### What this exercise asks:
**1)** In the passage on theatre etiquette below, say whether each statement agrees with it: (a) Debrett's list advised against bringing luggage to a performance; (b) Debrett's list mentioned canned fruit or vegetables; (c) the actor called the house-brick incident certainly true. For each, answer yes or no and quote the deciding words.
**2)** List every item that the passage on theatre etiquette below says was on Debrett's list of things to avoid taking to a performance.

### Text to read:
= = = = = = =

Illustrations by Simon Spilsbury
Debrett’s, whose new edition of Guide for the Modern Gentleman goes on sale this week, recently posted an online bulletin reminding well-bred theatregoers of things they should seek to avoid taking to a performance.
The list included such items as functioning mobile phones, whether muted or not, individually wrapped chocolates, and luggage.
There’s no mention of the full-sized can of fruit or vegetables which, historically, according to one actor I spoke to, represented such a well-known if occasional hazard when launched from the auditorium that performers were all familiar with the standard response of: “If you’re going to throw tomatoes, you could at least take them out of the tin.” (He told me that an incident I’d heard rumours about, concerning an actor who had made his entrance to be greeted by a full British standard 215mm house brick, was “very probably” apocryphal.)

= = = = = = =

### Data lines:
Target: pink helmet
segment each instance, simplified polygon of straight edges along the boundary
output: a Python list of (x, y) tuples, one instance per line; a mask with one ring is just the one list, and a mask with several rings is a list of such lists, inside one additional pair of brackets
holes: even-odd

= = = = = = =

### Responses to the exercise:
**1)**
(a) Yes: "and luggage."
(b) No: "There’s no mention of the full-sized can of fruit or vegetables"
(c) No: "“very probably” apocryphal"

**2)**
- Functioning mobile phones, whether muted or not
- Individually wrapped chocolates
- Luggage